◆ **Exercise requirements**: Search the listing below for the word "instance" and copy each line where it appears.
* * * * *
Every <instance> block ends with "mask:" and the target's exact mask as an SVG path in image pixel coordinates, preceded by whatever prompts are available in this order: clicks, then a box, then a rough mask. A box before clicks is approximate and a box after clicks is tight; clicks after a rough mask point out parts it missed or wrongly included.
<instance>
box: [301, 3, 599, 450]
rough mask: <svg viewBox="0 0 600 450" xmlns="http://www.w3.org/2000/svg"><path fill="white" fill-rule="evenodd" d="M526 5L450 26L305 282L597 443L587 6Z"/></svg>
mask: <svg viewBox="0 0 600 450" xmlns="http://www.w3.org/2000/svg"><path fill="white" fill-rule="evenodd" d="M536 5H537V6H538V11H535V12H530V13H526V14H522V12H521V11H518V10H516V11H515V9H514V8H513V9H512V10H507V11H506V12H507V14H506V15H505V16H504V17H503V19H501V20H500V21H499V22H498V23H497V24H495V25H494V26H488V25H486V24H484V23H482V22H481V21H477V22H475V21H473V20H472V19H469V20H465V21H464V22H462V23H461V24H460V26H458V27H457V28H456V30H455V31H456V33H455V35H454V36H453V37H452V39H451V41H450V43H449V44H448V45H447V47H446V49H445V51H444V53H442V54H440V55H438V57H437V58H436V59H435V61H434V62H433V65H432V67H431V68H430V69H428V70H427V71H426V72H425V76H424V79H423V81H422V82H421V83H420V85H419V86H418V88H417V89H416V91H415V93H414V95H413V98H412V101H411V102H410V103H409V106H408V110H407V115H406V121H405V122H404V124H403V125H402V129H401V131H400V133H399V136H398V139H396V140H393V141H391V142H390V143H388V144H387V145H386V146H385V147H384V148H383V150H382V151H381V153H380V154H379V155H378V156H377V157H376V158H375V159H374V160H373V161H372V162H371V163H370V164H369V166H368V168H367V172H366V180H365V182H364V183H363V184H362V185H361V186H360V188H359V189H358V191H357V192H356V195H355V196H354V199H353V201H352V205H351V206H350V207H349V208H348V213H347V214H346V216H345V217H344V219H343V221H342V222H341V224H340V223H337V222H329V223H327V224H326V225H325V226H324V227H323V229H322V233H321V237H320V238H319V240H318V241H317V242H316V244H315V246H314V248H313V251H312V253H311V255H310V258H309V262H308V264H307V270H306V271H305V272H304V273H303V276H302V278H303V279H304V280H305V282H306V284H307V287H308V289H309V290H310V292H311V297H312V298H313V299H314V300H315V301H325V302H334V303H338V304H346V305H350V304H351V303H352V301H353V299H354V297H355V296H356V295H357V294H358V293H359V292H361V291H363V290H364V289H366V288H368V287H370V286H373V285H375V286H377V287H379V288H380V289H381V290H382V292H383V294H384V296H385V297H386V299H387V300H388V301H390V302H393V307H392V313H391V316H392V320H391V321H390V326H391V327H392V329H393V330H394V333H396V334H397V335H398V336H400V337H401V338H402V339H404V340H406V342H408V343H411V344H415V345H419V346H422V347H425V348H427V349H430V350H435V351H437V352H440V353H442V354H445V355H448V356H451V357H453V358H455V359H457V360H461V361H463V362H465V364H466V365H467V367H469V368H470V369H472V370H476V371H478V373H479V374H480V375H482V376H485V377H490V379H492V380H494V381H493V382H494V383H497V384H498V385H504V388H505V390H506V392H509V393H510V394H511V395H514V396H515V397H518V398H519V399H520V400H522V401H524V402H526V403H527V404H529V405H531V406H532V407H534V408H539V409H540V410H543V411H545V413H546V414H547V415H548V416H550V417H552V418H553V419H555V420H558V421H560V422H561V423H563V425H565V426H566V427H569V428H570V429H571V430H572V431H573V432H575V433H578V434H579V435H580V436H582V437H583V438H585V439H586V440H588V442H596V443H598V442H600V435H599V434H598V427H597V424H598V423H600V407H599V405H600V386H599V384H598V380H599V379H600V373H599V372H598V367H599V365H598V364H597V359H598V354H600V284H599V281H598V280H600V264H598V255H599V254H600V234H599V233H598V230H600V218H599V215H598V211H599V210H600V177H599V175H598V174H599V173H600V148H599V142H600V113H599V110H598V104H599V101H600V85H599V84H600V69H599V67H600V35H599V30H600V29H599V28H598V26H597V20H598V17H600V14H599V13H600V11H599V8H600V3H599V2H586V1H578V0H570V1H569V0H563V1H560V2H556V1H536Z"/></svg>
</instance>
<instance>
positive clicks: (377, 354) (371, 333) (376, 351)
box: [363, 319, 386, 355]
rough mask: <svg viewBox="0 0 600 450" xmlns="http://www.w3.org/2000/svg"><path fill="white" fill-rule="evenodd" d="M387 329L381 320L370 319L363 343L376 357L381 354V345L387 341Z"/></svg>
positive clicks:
* * * * *
◆ **Exercise response**:
Every <instance> block ends with "mask:" and the target's exact mask as an SVG path in image pixel coordinates, preceded by whatever prompts are available in this order: clicks, then a box, then a rough mask. A box before clicks is approximate and a box after clicks is tight; clicks after a rough mask point out parts it missed or wrongly included.
<instance>
</instance>
<instance>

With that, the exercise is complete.